> _Brief_
Render every line of the data below as a Markdown table with the columns Row and Line, numbering each row and skipping blank lines. Leave the pictures out of the table.

> _Available records_
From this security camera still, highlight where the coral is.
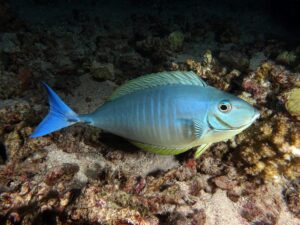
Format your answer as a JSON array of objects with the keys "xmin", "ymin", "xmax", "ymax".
[
  {"xmin": 219, "ymin": 51, "xmax": 249, "ymax": 70},
  {"xmin": 0, "ymin": 0, "xmax": 300, "ymax": 225},
  {"xmin": 232, "ymin": 114, "xmax": 300, "ymax": 182},
  {"xmin": 168, "ymin": 31, "xmax": 184, "ymax": 51},
  {"xmin": 90, "ymin": 61, "xmax": 115, "ymax": 81},
  {"xmin": 136, "ymin": 36, "xmax": 171, "ymax": 64},
  {"xmin": 285, "ymin": 88, "xmax": 300, "ymax": 120},
  {"xmin": 284, "ymin": 180, "xmax": 300, "ymax": 218},
  {"xmin": 276, "ymin": 51, "xmax": 297, "ymax": 65}
]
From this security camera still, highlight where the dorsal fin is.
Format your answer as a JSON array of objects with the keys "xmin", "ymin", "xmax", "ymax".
[{"xmin": 109, "ymin": 71, "xmax": 207, "ymax": 101}]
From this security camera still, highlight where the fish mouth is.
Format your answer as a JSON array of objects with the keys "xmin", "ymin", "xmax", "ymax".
[{"xmin": 210, "ymin": 109, "xmax": 260, "ymax": 130}]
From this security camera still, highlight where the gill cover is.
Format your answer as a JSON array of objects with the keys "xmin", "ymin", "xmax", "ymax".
[{"xmin": 207, "ymin": 94, "xmax": 259, "ymax": 131}]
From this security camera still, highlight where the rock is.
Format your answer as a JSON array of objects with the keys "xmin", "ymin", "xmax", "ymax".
[
  {"xmin": 219, "ymin": 51, "xmax": 249, "ymax": 71},
  {"xmin": 285, "ymin": 88, "xmax": 300, "ymax": 120},
  {"xmin": 212, "ymin": 176, "xmax": 236, "ymax": 190},
  {"xmin": 0, "ymin": 33, "xmax": 20, "ymax": 53},
  {"xmin": 249, "ymin": 52, "xmax": 267, "ymax": 71},
  {"xmin": 168, "ymin": 31, "xmax": 184, "ymax": 51},
  {"xmin": 91, "ymin": 61, "xmax": 115, "ymax": 81},
  {"xmin": 276, "ymin": 51, "xmax": 297, "ymax": 66}
]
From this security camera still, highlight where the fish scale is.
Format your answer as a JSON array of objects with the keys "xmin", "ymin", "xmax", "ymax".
[{"xmin": 31, "ymin": 71, "xmax": 259, "ymax": 157}]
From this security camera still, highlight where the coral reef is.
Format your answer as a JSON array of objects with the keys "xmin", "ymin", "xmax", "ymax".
[
  {"xmin": 168, "ymin": 31, "xmax": 184, "ymax": 51},
  {"xmin": 0, "ymin": 1, "xmax": 300, "ymax": 225}
]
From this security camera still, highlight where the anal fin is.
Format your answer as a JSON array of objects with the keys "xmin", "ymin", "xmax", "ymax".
[
  {"xmin": 194, "ymin": 144, "xmax": 211, "ymax": 159},
  {"xmin": 131, "ymin": 141, "xmax": 190, "ymax": 155}
]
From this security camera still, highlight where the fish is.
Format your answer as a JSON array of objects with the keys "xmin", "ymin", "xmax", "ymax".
[{"xmin": 31, "ymin": 71, "xmax": 260, "ymax": 158}]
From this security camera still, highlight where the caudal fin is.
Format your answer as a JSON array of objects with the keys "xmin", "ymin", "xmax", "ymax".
[{"xmin": 30, "ymin": 83, "xmax": 80, "ymax": 138}]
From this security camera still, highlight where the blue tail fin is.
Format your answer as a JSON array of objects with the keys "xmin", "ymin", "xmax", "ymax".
[{"xmin": 30, "ymin": 83, "xmax": 80, "ymax": 138}]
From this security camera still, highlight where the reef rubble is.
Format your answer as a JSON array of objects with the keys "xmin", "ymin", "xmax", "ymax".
[{"xmin": 0, "ymin": 1, "xmax": 300, "ymax": 225}]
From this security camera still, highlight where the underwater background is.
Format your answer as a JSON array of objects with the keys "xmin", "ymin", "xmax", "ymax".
[{"xmin": 0, "ymin": 0, "xmax": 300, "ymax": 225}]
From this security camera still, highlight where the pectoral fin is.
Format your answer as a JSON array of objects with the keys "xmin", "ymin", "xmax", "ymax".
[
  {"xmin": 194, "ymin": 144, "xmax": 211, "ymax": 159},
  {"xmin": 131, "ymin": 141, "xmax": 189, "ymax": 155}
]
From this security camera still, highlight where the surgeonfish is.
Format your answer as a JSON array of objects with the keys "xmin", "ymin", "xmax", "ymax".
[{"xmin": 31, "ymin": 71, "xmax": 259, "ymax": 158}]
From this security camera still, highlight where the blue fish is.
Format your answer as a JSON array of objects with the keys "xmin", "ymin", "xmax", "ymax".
[{"xmin": 31, "ymin": 71, "xmax": 259, "ymax": 158}]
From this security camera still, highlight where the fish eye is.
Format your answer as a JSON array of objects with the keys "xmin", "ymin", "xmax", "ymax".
[{"xmin": 219, "ymin": 101, "xmax": 232, "ymax": 113}]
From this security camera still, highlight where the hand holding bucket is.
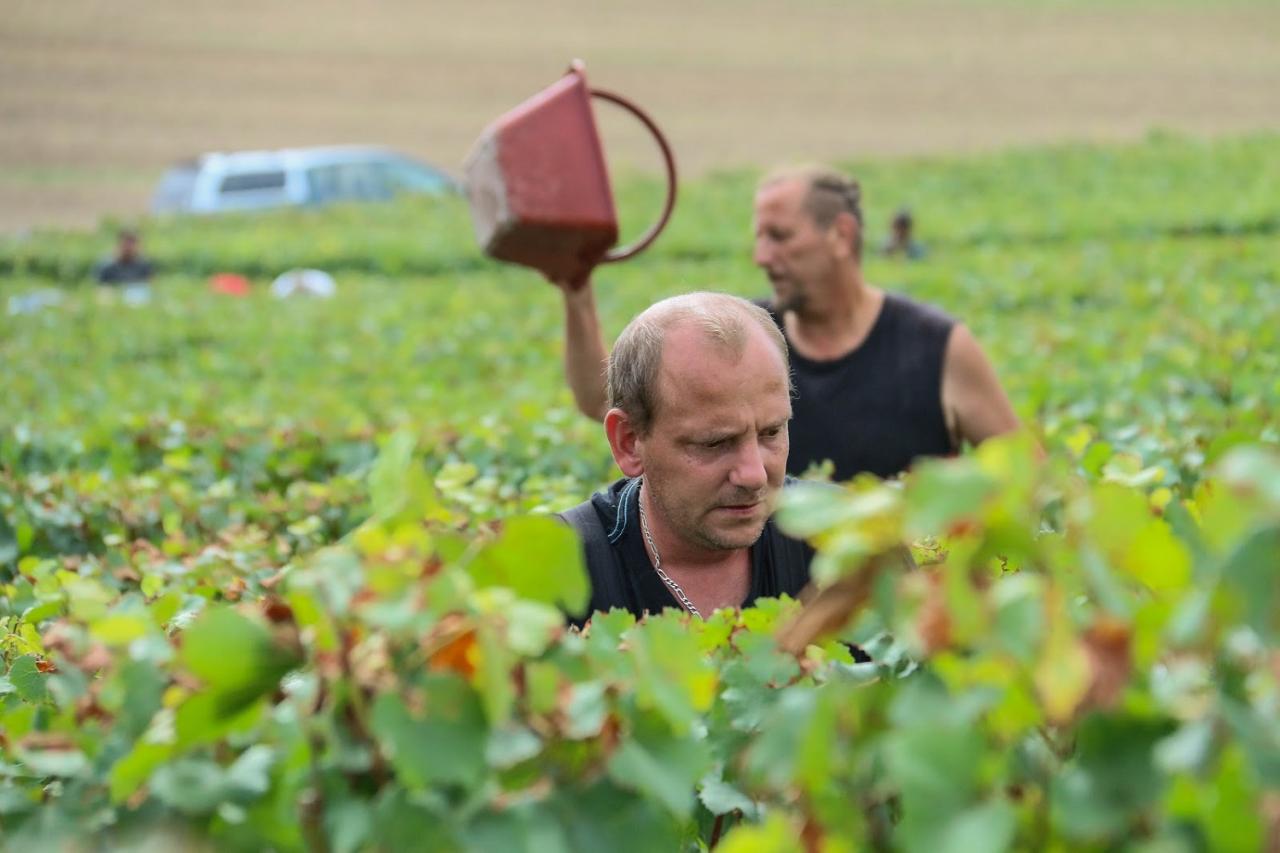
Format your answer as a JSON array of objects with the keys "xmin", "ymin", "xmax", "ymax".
[{"xmin": 463, "ymin": 60, "xmax": 676, "ymax": 286}]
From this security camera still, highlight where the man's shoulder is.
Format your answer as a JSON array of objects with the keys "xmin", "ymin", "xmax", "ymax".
[
  {"xmin": 559, "ymin": 478, "xmax": 640, "ymax": 542},
  {"xmin": 884, "ymin": 291, "xmax": 957, "ymax": 332}
]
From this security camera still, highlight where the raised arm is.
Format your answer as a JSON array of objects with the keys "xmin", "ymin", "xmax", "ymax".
[
  {"xmin": 942, "ymin": 325, "xmax": 1019, "ymax": 447},
  {"xmin": 554, "ymin": 279, "xmax": 609, "ymax": 421}
]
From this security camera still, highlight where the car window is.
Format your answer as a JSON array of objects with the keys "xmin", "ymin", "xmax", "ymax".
[
  {"xmin": 151, "ymin": 165, "xmax": 198, "ymax": 213},
  {"xmin": 380, "ymin": 160, "xmax": 453, "ymax": 192},
  {"xmin": 307, "ymin": 163, "xmax": 392, "ymax": 204},
  {"xmin": 218, "ymin": 172, "xmax": 284, "ymax": 192}
]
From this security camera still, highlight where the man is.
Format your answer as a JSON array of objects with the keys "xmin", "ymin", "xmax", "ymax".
[
  {"xmin": 93, "ymin": 231, "xmax": 154, "ymax": 286},
  {"xmin": 564, "ymin": 293, "xmax": 813, "ymax": 616},
  {"xmin": 558, "ymin": 167, "xmax": 1018, "ymax": 480},
  {"xmin": 881, "ymin": 207, "xmax": 924, "ymax": 260}
]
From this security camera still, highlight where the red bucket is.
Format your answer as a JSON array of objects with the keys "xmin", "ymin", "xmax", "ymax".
[{"xmin": 463, "ymin": 60, "xmax": 676, "ymax": 282}]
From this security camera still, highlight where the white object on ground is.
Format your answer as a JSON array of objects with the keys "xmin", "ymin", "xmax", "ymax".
[{"xmin": 271, "ymin": 269, "xmax": 338, "ymax": 300}]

> _Response to this task_
| Row | Line |
|---|---|
| 1 | From this security camera still, highlight where the coral is. |
| 2 | Format your answer as a JSON array of objects with the keys "xmin", "ymin", "xmax", "ymax". |
| 3 | [ |
| 4 |   {"xmin": 219, "ymin": 51, "xmax": 249, "ymax": 70}, |
| 5 |   {"xmin": 0, "ymin": 0, "xmax": 300, "ymax": 225}, |
| 6 |   {"xmin": 232, "ymin": 114, "xmax": 300, "ymax": 182}, |
| 7 |   {"xmin": 168, "ymin": 31, "xmax": 184, "ymax": 51}, |
| 8 |   {"xmin": 90, "ymin": 61, "xmax": 115, "ymax": 81}, |
| 9 |   {"xmin": 136, "ymin": 36, "xmax": 171, "ymax": 64}, |
| 10 |   {"xmin": 285, "ymin": 88, "xmax": 300, "ymax": 120}, |
| 11 |   {"xmin": 284, "ymin": 180, "xmax": 300, "ymax": 218}, |
| 12 |   {"xmin": 276, "ymin": 51, "xmax": 297, "ymax": 65} |
| 13 | ] |
| 14 | From this security camera still, highlight where the dorsal fin is. |
| 15 | Format your answer as a JSON array of objects with the keys "xmin", "ymin", "xmax", "ymax". |
| 16 | [{"xmin": 109, "ymin": 71, "xmax": 207, "ymax": 101}] |
| 17 | From this security camera still, highlight where the fish mouth is. |
| 18 | Format your answer as a JSON array of objects with the keys "xmin", "ymin", "xmax", "ymax". |
| 19 | [{"xmin": 210, "ymin": 109, "xmax": 260, "ymax": 130}] |
| 20 | From this security camera still, highlight where the gill cover is. |
| 21 | Format your answer as a JSON array of objects with the keys "xmin", "ymin", "xmax", "ymax". |
| 22 | [{"xmin": 207, "ymin": 94, "xmax": 259, "ymax": 131}] |
| 23 | From this security camera still, highlight where the rock is. |
| 24 | Format your answer as a JSON array of objects with the keys "xmin", "ymin", "xmax", "ymax". |
| 25 | [ |
| 26 |   {"xmin": 219, "ymin": 51, "xmax": 249, "ymax": 71}, |
| 27 |   {"xmin": 285, "ymin": 88, "xmax": 300, "ymax": 120}, |
| 28 |   {"xmin": 212, "ymin": 176, "xmax": 236, "ymax": 190}, |
| 29 |   {"xmin": 0, "ymin": 33, "xmax": 20, "ymax": 53}, |
| 30 |   {"xmin": 249, "ymin": 52, "xmax": 267, "ymax": 71}, |
| 31 |   {"xmin": 168, "ymin": 31, "xmax": 184, "ymax": 51}, |
| 32 |   {"xmin": 91, "ymin": 61, "xmax": 115, "ymax": 81}, |
| 33 |   {"xmin": 276, "ymin": 51, "xmax": 297, "ymax": 66} |
| 34 | ] |
| 35 | From this security camera still, highlight where the fish scale is. |
| 36 | Format your answer as a JSON array of objects with the keys "xmin", "ymin", "xmax", "ymax". |
| 37 | [{"xmin": 31, "ymin": 71, "xmax": 259, "ymax": 157}] |
| 38 | From this security camera still, highlight where the coral reef is. |
| 39 | Format your answer as a JSON array of objects with the keys "xmin", "ymin", "xmax", "ymax". |
| 40 | [ |
| 41 |   {"xmin": 168, "ymin": 31, "xmax": 184, "ymax": 51}, |
| 42 |   {"xmin": 0, "ymin": 1, "xmax": 300, "ymax": 225} |
| 43 | ] |
| 44 | From this security camera still, highlight where the anal fin is. |
| 45 | Format your answer as a JSON array of objects with the keys "xmin", "ymin", "xmax", "ymax". |
| 46 | [ |
| 47 |   {"xmin": 194, "ymin": 144, "xmax": 211, "ymax": 159}, |
| 48 |   {"xmin": 131, "ymin": 141, "xmax": 190, "ymax": 155} |
| 49 | ] |
| 50 | From this security camera still, highlight where the fish is. |
| 51 | Format your answer as a JSON array of objects with the keys "xmin", "ymin", "xmax", "ymax". |
| 52 | [{"xmin": 31, "ymin": 71, "xmax": 260, "ymax": 158}] |
| 53 | From this security camera still, highlight where the caudal fin is. |
| 54 | Format your answer as a JSON array of objects with the keys "xmin", "ymin", "xmax", "ymax". |
| 55 | [{"xmin": 30, "ymin": 83, "xmax": 80, "ymax": 138}] |
| 56 | From this security camera still, highlight where the blue tail fin is. |
| 57 | Format your answer as a JSON array of objects with the keys "xmin", "ymin", "xmax", "ymax". |
| 58 | [{"xmin": 30, "ymin": 83, "xmax": 80, "ymax": 138}] |
| 59 | From this security camera still, highlight where the reef rubble is. |
| 60 | Format your answer as a JSON array of objects with the keys "xmin", "ymin", "xmax", "ymax". |
| 61 | [{"xmin": 0, "ymin": 1, "xmax": 300, "ymax": 225}] |
| 62 | From this security camera still, highlight where the underwater background is. |
| 63 | Format your answer as a JSON array of objects with the keys "xmin", "ymin", "xmax", "ymax". |
| 64 | [{"xmin": 0, "ymin": 0, "xmax": 300, "ymax": 225}] |
| 65 | From this security camera still, highlight where the pectoral fin is. |
| 66 | Format your answer as a JSON array of objects with the keys "xmin", "ymin", "xmax", "ymax". |
| 67 | [ |
| 68 |   {"xmin": 194, "ymin": 144, "xmax": 211, "ymax": 159}, |
| 69 |   {"xmin": 131, "ymin": 141, "xmax": 189, "ymax": 155} |
| 70 | ] |
| 71 | From this security camera still, highlight where the surgeonfish is. |
| 72 | Format your answer as a JSON array of objects with the keys "xmin", "ymin", "xmax", "ymax". |
| 73 | [{"xmin": 31, "ymin": 71, "xmax": 259, "ymax": 158}] |
| 74 | From this security camera still, highlight where the blue fish is. |
| 75 | Format your answer as a JSON array of objects with the keys "xmin", "ymin", "xmax", "ymax". |
| 76 | [{"xmin": 31, "ymin": 71, "xmax": 259, "ymax": 158}] |
| 77 | From this security camera still, highlight where the fish eye is. |
| 78 | Format your answer as a JSON array of objects with the keys "xmin", "ymin", "xmax", "ymax". |
| 79 | [{"xmin": 219, "ymin": 101, "xmax": 232, "ymax": 113}] |
| 80 | From this security camera still, highlight where the hand holding bucket is. |
| 81 | Format your answer as a JSON array of objects with the keys "xmin", "ymin", "xmax", "ymax". |
| 82 | [{"xmin": 463, "ymin": 60, "xmax": 676, "ymax": 286}] |
| 83 | From this security camera still, highlight where the man's shoulder is. |
| 84 | Format your answer as a JSON array of objects with the keys "xmin", "ymin", "xmax", "ymax". |
| 85 | [ |
| 86 |   {"xmin": 559, "ymin": 478, "xmax": 640, "ymax": 542}, |
| 87 |   {"xmin": 884, "ymin": 291, "xmax": 957, "ymax": 332} |
| 88 | ] |
| 89 | From this security camera still, highlight where the raised arm is. |
| 90 | Format your answer as a JSON array of objects with the keys "xmin", "ymin", "xmax", "ymax". |
| 91 | [ |
| 92 |   {"xmin": 942, "ymin": 325, "xmax": 1019, "ymax": 447}, |
| 93 |   {"xmin": 554, "ymin": 279, "xmax": 609, "ymax": 421} |
| 94 | ] |
| 95 | From this security camera still, highlight where the car window is. |
| 96 | Format your answer as a JSON array of objects with the keys "xmin", "ymin", "xmax", "ymax". |
| 97 | [ |
| 98 |   {"xmin": 151, "ymin": 165, "xmax": 198, "ymax": 213}, |
| 99 |   {"xmin": 380, "ymin": 160, "xmax": 453, "ymax": 192}, |
| 100 |   {"xmin": 307, "ymin": 163, "xmax": 392, "ymax": 204}, |
| 101 |   {"xmin": 218, "ymin": 172, "xmax": 284, "ymax": 192} |
| 102 | ] |
| 103 | From this security camera still, highlight where the man is. |
| 104 | Format your answer as a JSON array of objects with the keys "xmin", "ymin", "xmax", "ymax". |
| 105 | [ |
| 106 |   {"xmin": 93, "ymin": 231, "xmax": 154, "ymax": 286}, |
| 107 |   {"xmin": 564, "ymin": 293, "xmax": 813, "ymax": 616}, |
| 108 |   {"xmin": 558, "ymin": 167, "xmax": 1018, "ymax": 480}, |
| 109 |   {"xmin": 881, "ymin": 207, "xmax": 924, "ymax": 260} |
| 110 | ] |
| 111 | From this security camera still, highlight where the red bucket is. |
| 112 | Format your answer as a JSON array of objects with the keys "xmin", "ymin", "xmax", "ymax". |
| 113 | [{"xmin": 463, "ymin": 60, "xmax": 676, "ymax": 282}] |
| 114 | From this security camera still, highlight where the white object on ground is. |
| 115 | Format your answer as a JSON array of objects with the keys "xmin", "ymin", "xmax", "ymax". |
| 116 | [{"xmin": 271, "ymin": 269, "xmax": 338, "ymax": 300}] |